(JOB)
Print every entry word for word, but omit the pictures.

Begin TASK INPUT

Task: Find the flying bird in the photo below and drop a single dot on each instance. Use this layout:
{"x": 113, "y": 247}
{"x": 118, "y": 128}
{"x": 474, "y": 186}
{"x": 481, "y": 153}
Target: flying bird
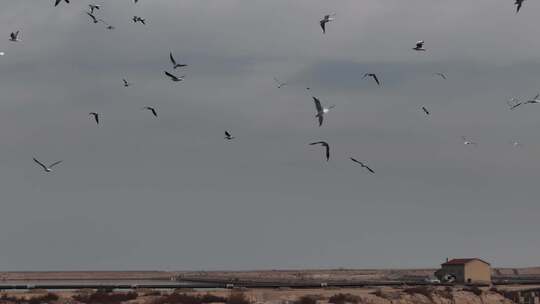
{"x": 442, "y": 75}
{"x": 325, "y": 145}
{"x": 419, "y": 46}
{"x": 518, "y": 4}
{"x": 320, "y": 110}
{"x": 468, "y": 142}
{"x": 14, "y": 36}
{"x": 279, "y": 83}
{"x": 93, "y": 7}
{"x": 173, "y": 77}
{"x": 228, "y": 136}
{"x": 175, "y": 65}
{"x": 362, "y": 165}
{"x": 58, "y": 2}
{"x": 325, "y": 20}
{"x": 95, "y": 115}
{"x": 374, "y": 76}
{"x": 49, "y": 168}
{"x": 151, "y": 109}
{"x": 94, "y": 19}
{"x": 513, "y": 103}
{"x": 139, "y": 19}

End TASK INPUT

(COMPLETE RESPONSE)
Task: Find the flying bird in the photo below and drop a single dot on each instance. Use this layout:
{"x": 113, "y": 247}
{"x": 118, "y": 128}
{"x": 474, "y": 186}
{"x": 481, "y": 153}
Target: flying bird
{"x": 442, "y": 75}
{"x": 325, "y": 145}
{"x": 419, "y": 46}
{"x": 518, "y": 4}
{"x": 320, "y": 110}
{"x": 468, "y": 142}
{"x": 14, "y": 36}
{"x": 279, "y": 83}
{"x": 93, "y": 7}
{"x": 173, "y": 77}
{"x": 228, "y": 136}
{"x": 175, "y": 65}
{"x": 362, "y": 165}
{"x": 58, "y": 2}
{"x": 325, "y": 20}
{"x": 95, "y": 115}
{"x": 374, "y": 76}
{"x": 49, "y": 168}
{"x": 151, "y": 109}
{"x": 94, "y": 19}
{"x": 513, "y": 103}
{"x": 139, "y": 19}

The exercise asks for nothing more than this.